[Work required]
This exercise needs the complete data reproduced exactly.

● ● ●

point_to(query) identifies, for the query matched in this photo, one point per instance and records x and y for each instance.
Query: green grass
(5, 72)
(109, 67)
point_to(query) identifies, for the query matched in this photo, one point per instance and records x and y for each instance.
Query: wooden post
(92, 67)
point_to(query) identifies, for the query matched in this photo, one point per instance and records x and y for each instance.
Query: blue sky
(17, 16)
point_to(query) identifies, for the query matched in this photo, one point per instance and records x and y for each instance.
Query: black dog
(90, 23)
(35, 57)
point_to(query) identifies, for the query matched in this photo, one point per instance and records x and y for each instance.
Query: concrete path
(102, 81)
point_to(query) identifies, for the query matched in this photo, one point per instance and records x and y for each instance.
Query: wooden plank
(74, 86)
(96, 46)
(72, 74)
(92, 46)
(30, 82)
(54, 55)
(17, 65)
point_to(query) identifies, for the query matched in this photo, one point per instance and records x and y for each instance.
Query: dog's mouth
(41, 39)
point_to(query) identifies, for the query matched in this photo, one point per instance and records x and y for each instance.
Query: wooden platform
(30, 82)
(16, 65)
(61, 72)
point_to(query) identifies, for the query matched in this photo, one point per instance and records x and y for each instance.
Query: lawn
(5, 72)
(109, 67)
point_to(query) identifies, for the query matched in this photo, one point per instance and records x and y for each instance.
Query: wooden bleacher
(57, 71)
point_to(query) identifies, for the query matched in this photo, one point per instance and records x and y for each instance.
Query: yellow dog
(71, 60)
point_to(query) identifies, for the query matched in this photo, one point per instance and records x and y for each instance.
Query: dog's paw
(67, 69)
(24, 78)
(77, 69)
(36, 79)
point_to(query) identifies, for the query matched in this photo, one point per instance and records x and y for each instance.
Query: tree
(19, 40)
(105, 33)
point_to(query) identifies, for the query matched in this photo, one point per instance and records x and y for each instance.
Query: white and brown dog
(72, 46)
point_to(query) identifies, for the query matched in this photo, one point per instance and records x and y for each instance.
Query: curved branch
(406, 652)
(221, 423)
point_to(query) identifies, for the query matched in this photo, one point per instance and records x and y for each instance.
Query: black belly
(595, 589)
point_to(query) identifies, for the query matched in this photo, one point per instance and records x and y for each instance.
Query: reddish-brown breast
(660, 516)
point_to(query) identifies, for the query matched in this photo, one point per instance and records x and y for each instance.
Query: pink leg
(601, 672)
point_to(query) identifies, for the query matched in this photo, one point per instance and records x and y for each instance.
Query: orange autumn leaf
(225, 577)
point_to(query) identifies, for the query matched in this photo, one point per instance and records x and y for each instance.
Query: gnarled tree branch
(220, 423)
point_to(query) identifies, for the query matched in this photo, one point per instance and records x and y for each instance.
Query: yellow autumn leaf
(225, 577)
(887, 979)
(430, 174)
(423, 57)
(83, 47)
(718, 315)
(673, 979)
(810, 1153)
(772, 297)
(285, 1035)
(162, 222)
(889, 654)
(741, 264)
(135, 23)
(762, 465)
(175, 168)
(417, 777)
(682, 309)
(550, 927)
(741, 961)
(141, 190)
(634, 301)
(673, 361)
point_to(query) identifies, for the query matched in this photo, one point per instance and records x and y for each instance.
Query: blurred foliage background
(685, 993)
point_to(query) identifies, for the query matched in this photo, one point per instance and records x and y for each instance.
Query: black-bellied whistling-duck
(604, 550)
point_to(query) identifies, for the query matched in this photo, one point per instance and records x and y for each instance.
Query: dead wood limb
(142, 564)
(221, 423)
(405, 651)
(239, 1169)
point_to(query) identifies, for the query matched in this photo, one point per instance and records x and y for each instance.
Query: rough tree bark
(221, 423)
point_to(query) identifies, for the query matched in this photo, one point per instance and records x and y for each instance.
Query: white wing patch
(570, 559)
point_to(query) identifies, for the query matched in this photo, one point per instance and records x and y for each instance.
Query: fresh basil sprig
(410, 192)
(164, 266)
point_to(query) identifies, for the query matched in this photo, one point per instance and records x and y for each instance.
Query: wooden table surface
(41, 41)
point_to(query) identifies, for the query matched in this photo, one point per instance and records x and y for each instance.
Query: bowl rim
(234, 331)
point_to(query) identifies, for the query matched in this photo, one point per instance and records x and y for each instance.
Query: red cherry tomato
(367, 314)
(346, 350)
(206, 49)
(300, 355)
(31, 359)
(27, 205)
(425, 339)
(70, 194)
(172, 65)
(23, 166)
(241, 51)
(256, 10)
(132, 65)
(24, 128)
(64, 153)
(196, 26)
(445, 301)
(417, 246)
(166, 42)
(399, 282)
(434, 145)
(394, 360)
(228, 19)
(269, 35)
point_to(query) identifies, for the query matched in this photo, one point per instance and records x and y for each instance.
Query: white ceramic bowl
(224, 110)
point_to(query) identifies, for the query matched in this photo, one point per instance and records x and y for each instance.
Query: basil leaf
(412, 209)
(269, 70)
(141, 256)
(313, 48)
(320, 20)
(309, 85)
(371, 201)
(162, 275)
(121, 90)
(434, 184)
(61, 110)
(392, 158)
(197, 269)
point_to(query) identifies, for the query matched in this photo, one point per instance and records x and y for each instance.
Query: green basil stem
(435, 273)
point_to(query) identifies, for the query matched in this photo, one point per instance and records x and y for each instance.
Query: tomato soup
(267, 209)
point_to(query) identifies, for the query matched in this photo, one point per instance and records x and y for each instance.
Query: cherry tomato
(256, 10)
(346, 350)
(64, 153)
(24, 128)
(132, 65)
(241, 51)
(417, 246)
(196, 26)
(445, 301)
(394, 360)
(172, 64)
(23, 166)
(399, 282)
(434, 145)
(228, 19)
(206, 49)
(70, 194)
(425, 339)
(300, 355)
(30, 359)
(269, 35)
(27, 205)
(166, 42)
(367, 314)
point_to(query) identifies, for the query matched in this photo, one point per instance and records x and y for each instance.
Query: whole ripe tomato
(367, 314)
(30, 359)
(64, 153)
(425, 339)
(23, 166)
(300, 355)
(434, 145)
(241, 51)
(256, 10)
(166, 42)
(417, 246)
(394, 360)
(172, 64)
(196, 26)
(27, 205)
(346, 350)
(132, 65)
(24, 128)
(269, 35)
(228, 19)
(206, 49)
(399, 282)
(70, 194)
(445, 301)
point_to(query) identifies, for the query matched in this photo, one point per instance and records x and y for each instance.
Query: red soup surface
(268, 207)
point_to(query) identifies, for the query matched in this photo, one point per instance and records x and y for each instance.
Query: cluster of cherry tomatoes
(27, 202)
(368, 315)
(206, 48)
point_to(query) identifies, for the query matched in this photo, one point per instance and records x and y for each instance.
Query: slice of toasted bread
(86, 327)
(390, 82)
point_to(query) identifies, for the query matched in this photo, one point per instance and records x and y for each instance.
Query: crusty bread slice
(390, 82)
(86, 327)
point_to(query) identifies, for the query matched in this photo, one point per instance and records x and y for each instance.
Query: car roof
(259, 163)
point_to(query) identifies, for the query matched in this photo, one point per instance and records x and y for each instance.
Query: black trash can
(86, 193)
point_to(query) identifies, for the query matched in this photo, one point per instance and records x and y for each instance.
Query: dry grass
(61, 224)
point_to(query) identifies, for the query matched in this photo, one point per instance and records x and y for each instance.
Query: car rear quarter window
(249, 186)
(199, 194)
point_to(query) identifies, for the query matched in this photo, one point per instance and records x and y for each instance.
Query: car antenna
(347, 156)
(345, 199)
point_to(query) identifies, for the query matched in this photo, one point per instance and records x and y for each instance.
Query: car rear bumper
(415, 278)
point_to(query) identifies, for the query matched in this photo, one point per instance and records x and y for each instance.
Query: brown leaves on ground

● ● ●

[Answer to this task]
point_to(query) identifies, for the query matched in this photo, one point per instance and records x and y for each instance.
Query: green grass
(5, 72)
(109, 67)
point_to(query) identifies, for the query matched in this photo, one point per instance and records x and y for each instance.
Query: wooden post
(92, 67)
point_to(query) identifies, for the query matched in this photo, one point per instance and records x and y for each instance.
Query: blue sky
(17, 16)
point_to(query) identifies, for the query matched in this photo, one point per instance and records x and y for each instance.
Query: black dog
(90, 23)
(35, 57)
point_to(query) identifies, for the query matched in this photo, one point per instance and records x and y for each instance.
Query: concrete path
(102, 81)
point_to(query) identifies, for the query matched in this photo, one point per instance and records x and y for each instance.
Query: wooden plank
(74, 86)
(96, 46)
(72, 74)
(92, 46)
(30, 82)
(54, 55)
(17, 65)
point_to(query) identifies, for the query matched in this photo, one point per instance and records x and y for each instance.
Query: dog's mouth
(41, 39)
point_to(query) identifies, for the query matched in this photo, one point per instance and records x and y for each instance.
Query: wooden platform
(30, 82)
(16, 65)
(61, 72)
point_to(query) identifies, for the query matched in this photo, one point per instance and records x and y for each instance.
Query: lawn
(5, 72)
(109, 67)
point_to(query) identifies, for the query matched in this photo, one point per instance and records x and y for each instance.
Query: wooden bleacher
(57, 71)
point_to(query) identifies, for the query matched in this photo, one point per instance and records x and y for each instance.
Query: yellow dog
(71, 60)
point_to(query) identifies, for the query matched in this photo, one point per instance and records x and y for each instance.
Query: dog's paw
(67, 69)
(24, 78)
(77, 69)
(36, 79)
point_to(query) identifies, for the query matched in this photo, one point per instance and records x and y for each instance.
Query: tree
(19, 40)
(105, 33)
point_to(query) identifies, for the query matched in this photo, one point per instance and records x and y for each instance.
Query: white and brown dog
(72, 46)
point_to(query) identifies, for the query matched in this photo, one point per instance and records x and y for each instance.
Query: curved branch
(406, 652)
(221, 423)
point_to(query) identifies, for the query matched in this photo, one point per instance and records x and y for each instance.
Query: black belly
(595, 589)
point_to(query) identifies, for the query matched in this photo, one point per instance and records x and y for each instance.
Query: reddish-brown breast
(660, 516)
point_to(query) identifies, for the query matched in this photo, one point per instance and records x and y for each instance.
Query: pink leg
(601, 672)
point_to(query) identifies, for the query matched in this photo, one point per instance and records x and y for each instance.
Query: orange autumn leaf
(225, 577)
point_to(query) identifies, for the query matched in this photo, one point per instance and records x and y for each instance.
Query: gnarled tree branch
(220, 423)
point_to(query) identifies, for the query matched in this photo, one point per instance and records x and y for each instance.
Query: yellow autumn leaf
(225, 577)
(887, 979)
(430, 174)
(423, 57)
(83, 47)
(718, 315)
(673, 979)
(810, 1153)
(772, 297)
(285, 1035)
(162, 222)
(889, 654)
(741, 264)
(135, 23)
(762, 465)
(175, 168)
(417, 777)
(682, 309)
(550, 927)
(741, 961)
(141, 190)
(634, 301)
(673, 361)
point_to(query) identifies, for the query matched in this photo, one point per instance and records x and y for each instance.
Query: blurred foliage background
(685, 993)
point_to(query) identifies, for the query matched in this photo, one point per instance and records x and y for each instance.
Query: black-bellied whistling-duck
(604, 550)
point_to(query) identifies, for the query matched in this photo, one point per instance and records x and y for each instance.
Query: dead wood limb
(142, 564)
(221, 423)
(405, 651)
(239, 1169)
point_to(query) identifies, for the query matched in this photo, one point per instance and records x and y for each instance.
Query: rough tree bark
(221, 423)
point_to(query) identifies, for the query matched in this photo, one point per instance and records x and y for each instance.
Query: white wing patch
(570, 559)
point_to(query) identifies, for the query matched in this photo, one point per instance and records x and y for each instance.
Query: fresh basil sprig
(410, 192)
(164, 266)
point_to(query) identifies, for the query matched in this photo, one point per instance and records x and y for each instance.
Query: wooden table surface
(41, 41)
point_to(query) identifies, for the query matched in this photo, one point per instance and records x and y for each instance.
Query: bowl rim
(234, 331)
point_to(query) identifies, for the query matched in this photo, one point per instance and records x and y for each instance.
Query: red cherry tomato
(367, 314)
(346, 350)
(206, 49)
(300, 355)
(31, 359)
(27, 205)
(425, 339)
(70, 194)
(172, 65)
(23, 166)
(241, 51)
(256, 10)
(132, 65)
(24, 128)
(64, 153)
(196, 26)
(445, 301)
(417, 246)
(166, 42)
(399, 282)
(434, 145)
(394, 360)
(228, 19)
(269, 35)
point_to(query) identifies, for the query matched in this photo, one point per instance and records x and y for each instance.
Query: white ceramic bowl
(224, 110)
point_to(query) identifies, for the query matched in this photo, one point per instance and records x and y for each instance.
Query: basil leaf
(412, 209)
(269, 70)
(141, 256)
(313, 48)
(320, 20)
(309, 85)
(371, 201)
(162, 275)
(121, 90)
(434, 184)
(61, 110)
(392, 158)
(197, 269)
point_to(query) identifies, for the query matched in this photo, one point per instance and records x and y for each instance.
Query: green basil stem
(435, 273)
point_to(query) identifies, for the query matched in this photo, one point per instance and records x and y for each instance.
Query: tomato soup
(267, 209)
point_to(query) identifies, for the query matched in this photo, one point per instance and records x and y for each instance.
Query: cherry tomato
(256, 10)
(346, 350)
(64, 153)
(24, 128)
(132, 65)
(241, 51)
(417, 246)
(196, 26)
(445, 301)
(394, 360)
(172, 64)
(23, 166)
(399, 282)
(434, 145)
(228, 19)
(206, 49)
(70, 194)
(425, 339)
(300, 355)
(30, 359)
(269, 35)
(27, 205)
(166, 42)
(367, 314)
point_to(query) identifies, for the query matched in this photo, one point per instance and records x and y for each instance.
Query: whole ripe tomato
(367, 314)
(30, 359)
(64, 153)
(425, 339)
(23, 166)
(300, 355)
(434, 145)
(241, 51)
(256, 10)
(166, 42)
(417, 246)
(394, 360)
(172, 64)
(196, 26)
(27, 205)
(346, 350)
(132, 65)
(24, 128)
(269, 35)
(228, 19)
(206, 49)
(399, 282)
(70, 194)
(445, 301)
point_to(query) identifies, for the query matched in this photo, one point per instance and records x and y for each instance.
Query: red soup surface
(268, 207)
point_to(query) identifies, for the query matched in this photo, one point per instance and records x and y for each instance.
Query: cluster of cherry tomatoes
(27, 202)
(368, 315)
(206, 48)
point_to(query) identifies, for the query matched in this photo, one point per instance and records x and y for each instance.
Query: slice of toasted bread
(86, 327)
(390, 82)
point_to(query) identifies, for the query matched in this photo, one point per instance and records x and y for each instance.
Query: crusty bread slice
(390, 82)
(86, 327)
point_to(query) identifies, for the query matched in this photo, one point per instance and records x and y for each instance.
Query: car roof
(259, 163)
point_to(query) identifies, for the query matched in this photo, one point per instance and records x and y for each instance.
Query: black trash can
(86, 193)
point_to(query) identifies, for the query matched in this photo, one point per instance and records x and y for each instance.
Query: dry grass
(61, 224)
point_to(query) identifies, for the query matched in this photo, one point per instance and records x and y for each instance.
Query: car rear quarter window
(249, 186)
(199, 194)
point_to(query) identifies, for the query matched in this photo, one point per instance and records x and y for each instance.
Query: car antenna
(347, 156)
(345, 199)
point_to(query) identifies, for the query matched in this photo, one point per instance and records x and y for each instance.
Query: car rear bumper
(415, 278)
point_to(query) identifies, for the query matched in this photo, one point per instance and records x and y for each instance.
Query: brown leaves on ground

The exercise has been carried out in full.